*** Opening of THE DATA ***

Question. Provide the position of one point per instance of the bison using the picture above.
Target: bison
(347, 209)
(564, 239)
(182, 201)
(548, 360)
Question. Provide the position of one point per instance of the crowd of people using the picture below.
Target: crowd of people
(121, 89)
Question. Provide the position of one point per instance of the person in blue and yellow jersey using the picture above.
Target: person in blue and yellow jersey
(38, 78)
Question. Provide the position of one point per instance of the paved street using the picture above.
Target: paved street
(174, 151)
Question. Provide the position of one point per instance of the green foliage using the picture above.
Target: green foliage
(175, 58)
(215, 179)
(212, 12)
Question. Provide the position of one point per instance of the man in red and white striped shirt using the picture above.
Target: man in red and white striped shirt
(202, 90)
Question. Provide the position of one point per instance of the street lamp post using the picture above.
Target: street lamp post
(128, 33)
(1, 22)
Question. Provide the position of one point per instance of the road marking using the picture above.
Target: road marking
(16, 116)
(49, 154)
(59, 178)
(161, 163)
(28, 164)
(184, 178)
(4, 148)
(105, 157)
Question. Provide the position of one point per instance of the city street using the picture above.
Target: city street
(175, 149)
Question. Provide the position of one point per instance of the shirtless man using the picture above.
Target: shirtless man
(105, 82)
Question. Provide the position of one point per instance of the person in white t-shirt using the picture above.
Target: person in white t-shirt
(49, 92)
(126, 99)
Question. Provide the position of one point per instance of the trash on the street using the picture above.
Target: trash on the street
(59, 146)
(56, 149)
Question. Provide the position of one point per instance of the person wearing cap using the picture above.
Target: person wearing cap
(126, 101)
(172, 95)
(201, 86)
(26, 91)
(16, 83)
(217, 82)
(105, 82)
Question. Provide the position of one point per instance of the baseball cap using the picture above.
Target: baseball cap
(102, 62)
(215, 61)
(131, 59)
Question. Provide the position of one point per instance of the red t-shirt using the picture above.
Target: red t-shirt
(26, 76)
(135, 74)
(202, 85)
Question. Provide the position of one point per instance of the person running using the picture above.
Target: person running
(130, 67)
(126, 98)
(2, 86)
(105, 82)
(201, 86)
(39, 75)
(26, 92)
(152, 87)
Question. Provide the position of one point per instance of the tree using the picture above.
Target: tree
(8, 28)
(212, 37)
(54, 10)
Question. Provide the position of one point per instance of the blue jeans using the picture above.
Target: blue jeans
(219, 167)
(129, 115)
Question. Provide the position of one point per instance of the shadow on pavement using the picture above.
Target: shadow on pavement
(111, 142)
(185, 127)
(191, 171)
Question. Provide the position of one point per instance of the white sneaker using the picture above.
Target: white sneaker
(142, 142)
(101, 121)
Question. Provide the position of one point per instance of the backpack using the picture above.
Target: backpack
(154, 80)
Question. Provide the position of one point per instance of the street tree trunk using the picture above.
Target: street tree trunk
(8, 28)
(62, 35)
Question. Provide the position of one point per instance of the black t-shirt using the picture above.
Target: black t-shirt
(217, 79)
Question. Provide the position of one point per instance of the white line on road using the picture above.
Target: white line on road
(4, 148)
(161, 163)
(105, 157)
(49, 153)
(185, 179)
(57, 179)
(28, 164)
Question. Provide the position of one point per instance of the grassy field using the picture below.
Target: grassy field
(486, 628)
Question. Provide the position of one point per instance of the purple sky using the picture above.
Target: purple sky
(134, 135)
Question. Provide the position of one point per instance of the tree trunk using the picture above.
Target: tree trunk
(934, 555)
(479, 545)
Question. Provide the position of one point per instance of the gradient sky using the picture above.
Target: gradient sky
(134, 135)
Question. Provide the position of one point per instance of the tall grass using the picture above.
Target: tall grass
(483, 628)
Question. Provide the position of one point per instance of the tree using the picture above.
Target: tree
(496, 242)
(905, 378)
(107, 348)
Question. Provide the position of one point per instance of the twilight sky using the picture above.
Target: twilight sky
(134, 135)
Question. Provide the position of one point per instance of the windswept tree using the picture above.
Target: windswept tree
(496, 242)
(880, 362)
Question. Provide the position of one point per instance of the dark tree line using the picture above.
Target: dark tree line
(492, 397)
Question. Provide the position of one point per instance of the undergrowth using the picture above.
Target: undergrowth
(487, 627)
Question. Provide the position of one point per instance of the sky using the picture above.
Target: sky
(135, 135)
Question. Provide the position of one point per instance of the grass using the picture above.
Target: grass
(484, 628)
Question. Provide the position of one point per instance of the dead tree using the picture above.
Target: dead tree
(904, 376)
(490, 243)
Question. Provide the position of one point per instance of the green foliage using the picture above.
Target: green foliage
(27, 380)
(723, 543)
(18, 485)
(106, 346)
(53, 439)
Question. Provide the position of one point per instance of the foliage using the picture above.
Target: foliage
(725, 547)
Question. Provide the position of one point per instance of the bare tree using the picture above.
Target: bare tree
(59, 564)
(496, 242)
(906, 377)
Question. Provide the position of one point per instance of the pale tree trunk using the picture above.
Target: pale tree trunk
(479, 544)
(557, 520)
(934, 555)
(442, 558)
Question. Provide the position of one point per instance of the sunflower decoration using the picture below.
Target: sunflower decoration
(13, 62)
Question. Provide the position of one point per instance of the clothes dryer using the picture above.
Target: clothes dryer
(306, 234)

*** Close of THE DATA ***

The answer should be an exact copy of the data.

__SOLUTION TO THE PROBLEM__
Question. Provide the position of one point per instance of the bison using the picture above.
Target: bison
(347, 209)
(564, 239)
(182, 201)
(548, 360)
Question. Provide the position of one point per instance of the crowd of people using the picture below.
Target: crowd of people
(121, 89)
Question. Provide the position of one point per instance of the person in blue and yellow jersey using the picture above.
Target: person in blue and yellow jersey
(38, 78)
Question. Provide the position of one point per instance of the paved street using the picture above.
Target: paved street
(174, 151)
Question. Provide the position of one point per instance of the green foliage using the picture above.
Target: green foliage
(175, 58)
(215, 179)
(212, 12)
Question. Provide the position of one point per instance of the man in red and white striped shirt using the picture above.
Target: man in red and white striped shirt
(202, 90)
Question. Provide the position of one point per instance of the street lamp post using the picture above.
Target: street lamp post
(128, 33)
(1, 22)
Question. Provide the position of one point per instance of the road marking using the picture above.
Target: road marking
(16, 116)
(49, 154)
(59, 178)
(161, 163)
(28, 164)
(184, 178)
(4, 148)
(105, 157)
Question. Provide the position of one point per instance of the city street using the picture above.
Target: city street
(175, 149)
Question. Provide the position of one point per instance of the shirtless man using the picture above.
Target: shirtless man
(105, 82)
Question. Provide the position of one point per instance of the person in white t-shirt using the picture above.
Target: person in white t-shirt
(49, 92)
(126, 99)
Question. Provide the position of one point per instance of the trash on the street using the picture above.
Target: trash on the street
(59, 146)
(56, 149)
Question. Provide the position of one point per instance of the person wearing cap using the picture above.
Target: person wearing cap
(126, 101)
(172, 95)
(201, 86)
(26, 91)
(16, 83)
(217, 82)
(105, 82)
Question. Provide the position of one point per instance of the baseball cap using the picture above.
Target: baseball cap
(102, 62)
(215, 61)
(131, 59)
Question. Provide the position of one point per instance of the red t-shirt using the picture above.
Target: red t-shirt
(26, 76)
(135, 74)
(202, 85)
Question. Provide the position of one point per instance of the person running using the picture above.
Target: person running
(130, 67)
(126, 98)
(2, 86)
(105, 82)
(201, 86)
(39, 75)
(26, 92)
(152, 87)
Question. Provide the position of one point per instance of the tree using the picture above.
Target: tree
(8, 28)
(212, 37)
(54, 10)
Question. Provide the position of one point per instance of the blue jeans using the picture above.
Target: blue jeans
(219, 167)
(129, 115)
Question. Provide the position of one point per instance of the shadow on pavement using the picture above.
Target: shadow on pavement
(111, 142)
(185, 127)
(191, 171)
Question. Provide the position of one point per instance of the white sneaker using the picture above.
Target: white sneaker
(142, 142)
(101, 121)
Question. Provide the position of one point per instance of the backpack using the picture above.
Target: backpack
(154, 80)
Question. Provide the position of one point per instance of the street tree trunk using the picture above.
Target: street tree trunk
(8, 28)
(62, 35)
Question. Provide the position of one point per instance of the black t-shirt using the picture above.
Target: black t-shirt
(217, 79)
Question. Provide the position of one point per instance of the white line on road using the picture above.
Target: white line on road
(4, 148)
(161, 163)
(105, 157)
(49, 153)
(185, 179)
(57, 179)
(28, 164)
Question. Provide the position of one point per instance of the grassy field using the picture below.
Target: grassy field
(486, 628)
Question. Provide the position of one point per instance of the purple sky using the picture above.
Target: purple sky
(134, 135)
Question. Provide the position of one point per instance of the tree trunk using the picture above.
Target: tree trunk
(934, 555)
(479, 545)
Question. Provide the position of one point per instance of the gradient sky using the picture above.
Target: gradient sky
(134, 135)
Question. Provide the position of one point per instance of the tall grass using the picture above.
Target: tall grass
(483, 628)
Question. Provide the position of one point per instance of the tree using the picture above.
Target: tree
(496, 242)
(905, 378)
(107, 348)
Question. Provide the position of one point per instance of the twilight sky using the picture above.
Target: twilight sky
(134, 135)
Question. Provide the position of one point per instance of the windswept tree using the picture above.
Target: windswept tree
(496, 242)
(880, 362)
Question. Provide the position of one point per instance of the dark tree line using the picture above.
Target: dark tree line
(492, 397)
Question. Provide the position of one point per instance of the undergrowth using the picture above.
Target: undergrowth
(487, 627)
Question. Provide the position of one point per instance of the sky using the picture above.
Target: sky
(135, 135)
Question. Provide the position of one point per instance of the grass using the picture above.
Target: grass
(484, 628)
Question. Provide the position of one point per instance of the dead tree using the picture above.
Target: dead tree
(904, 376)
(490, 243)
Question. Provide the position of one point per instance of the green foliage using the picture above.
Target: green foliage
(27, 380)
(723, 543)
(18, 485)
(106, 346)
(53, 439)
Question. Provide the position of one point per instance of the foliage using the picture above.
Target: foliage
(725, 547)
Question. Provide the position of one point per instance of the bare tree using the picture above.
Target: bare tree
(59, 564)
(496, 242)
(906, 377)
Question. Provide the position of one point per instance of the pale tree trunk using the picture above.
Target: pale tree trunk
(479, 544)
(557, 520)
(934, 555)
(442, 558)
Question. Provide the position of one point per instance of the sunflower decoration using the picture below.
Target: sunflower decoration
(13, 62)
Question. Provide the position of one point per instance of the clothes dryer using the picture above.
Target: clothes dryer
(306, 234)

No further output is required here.